— START OF Provided entries —

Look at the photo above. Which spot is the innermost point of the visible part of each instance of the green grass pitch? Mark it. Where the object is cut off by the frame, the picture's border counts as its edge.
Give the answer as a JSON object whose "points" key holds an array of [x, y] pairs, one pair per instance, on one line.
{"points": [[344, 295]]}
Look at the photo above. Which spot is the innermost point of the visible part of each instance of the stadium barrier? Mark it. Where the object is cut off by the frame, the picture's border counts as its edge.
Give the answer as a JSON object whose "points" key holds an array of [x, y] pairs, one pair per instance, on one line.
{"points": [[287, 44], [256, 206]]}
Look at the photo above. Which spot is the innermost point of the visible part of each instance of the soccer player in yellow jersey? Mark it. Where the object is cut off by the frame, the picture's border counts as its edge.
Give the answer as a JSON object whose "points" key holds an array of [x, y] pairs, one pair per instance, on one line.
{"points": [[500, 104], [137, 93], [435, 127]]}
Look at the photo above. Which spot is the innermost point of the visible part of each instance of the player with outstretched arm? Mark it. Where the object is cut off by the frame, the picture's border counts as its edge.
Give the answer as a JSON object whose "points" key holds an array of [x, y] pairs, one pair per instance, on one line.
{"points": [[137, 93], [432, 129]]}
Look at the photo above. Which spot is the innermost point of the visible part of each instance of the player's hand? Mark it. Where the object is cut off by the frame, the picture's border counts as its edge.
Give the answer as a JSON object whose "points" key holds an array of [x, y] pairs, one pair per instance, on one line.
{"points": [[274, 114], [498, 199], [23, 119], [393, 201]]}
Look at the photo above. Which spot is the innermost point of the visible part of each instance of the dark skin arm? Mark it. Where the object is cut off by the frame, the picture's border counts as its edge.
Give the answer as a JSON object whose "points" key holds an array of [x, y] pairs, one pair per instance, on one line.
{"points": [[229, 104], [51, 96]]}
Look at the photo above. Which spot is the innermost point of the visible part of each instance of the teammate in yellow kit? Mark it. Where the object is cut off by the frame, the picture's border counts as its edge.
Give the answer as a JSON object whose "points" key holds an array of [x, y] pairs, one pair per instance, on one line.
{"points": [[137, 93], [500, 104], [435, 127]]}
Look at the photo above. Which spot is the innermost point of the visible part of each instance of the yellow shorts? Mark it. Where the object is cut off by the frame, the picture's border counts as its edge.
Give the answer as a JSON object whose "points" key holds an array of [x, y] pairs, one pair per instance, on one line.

— END OF Provided entries —

[Task description] Transcribe all the entries, keeping each one exactly as it is.

[Solution to the problem]
Look at the photo above. Which spot is the innermost point of the visible part of each instance of the green grass pitch? Mark it. Where the object is cut off by the frame, the picture's border counts as its edge.
Give the answer as a JSON object whose "points" key holds an array of [x, y] pairs, one pair per instance, on one line.
{"points": [[344, 295]]}
Look at the photo above. Which spot is the innermost point of the visible part of each instance of the stadium barrier? Mark it. Where the object is cut off by the frame, the picture's border counts as its edge.
Give the answer as a JSON object whose "points" key holds an array of [x, y] pairs, one pair per instance, on one line.
{"points": [[287, 44], [256, 206]]}
Look at the photo above. Which spot is the innermost point of the visible part of each instance of the soccer player in yellow jersey? Mark it. Where the object is cut off by the frame, the picture's border counts as its edge.
Give the answer as a JSON object whose "points" key holds an array of [x, y] pairs, one pair per instance, on one line.
{"points": [[500, 104], [137, 93], [435, 127]]}
Look at the photo above. Which spot is the innermost point of the visible part of each instance of the player with outstretched arm? Mark it. Where the object is cut off by the frame, the picture's border counts as its edge.
Give the answer as a JSON object whose "points" key holds an array of [x, y] pairs, one pair per instance, on one line.
{"points": [[137, 93], [432, 129]]}
Look at the photo above. Which spot is the innermost point of the visible part of each instance of the player's hand? Mark it. Where the object is cut off by the frame, the picture's border counts as its edge.
Give the answer as a JSON object whose "points" key holds an array of [x, y] pairs, one pair per instance, on one line.
{"points": [[274, 114], [498, 199], [23, 119], [393, 201]]}
Look at the photo above. Which spot is the innermost point of the visible part of each instance of the dark skin arm? Mark it. Where the object is cut off by the frame, the picture's border counts as its edge.
Give the answer as a JSON object whose "points" key holds an array of [x, y] pairs, one pair per instance, on one line.
{"points": [[229, 104], [51, 96]]}
Look at the photo above. Which spot is the innermost point of the visible part of each instance of the teammate in yellow kit? Mark it. Where the object is cut off by the frame, the picture's border counts as its edge.
Give the answer as a JSON object whose "points" key holds an array of [x, y] pairs, one pair per instance, on one line.
{"points": [[137, 93], [500, 104], [435, 127]]}
Look at the photo above. Which spot is the innermost point of the visible part of each instance of the yellow shorts? Mark it. Where the object is cut off by the frame, the picture's border counts as its edge.
Give the answer as a JSON object whose "points" key holds an array of [x, y] pairs, one pair per instance, on one line.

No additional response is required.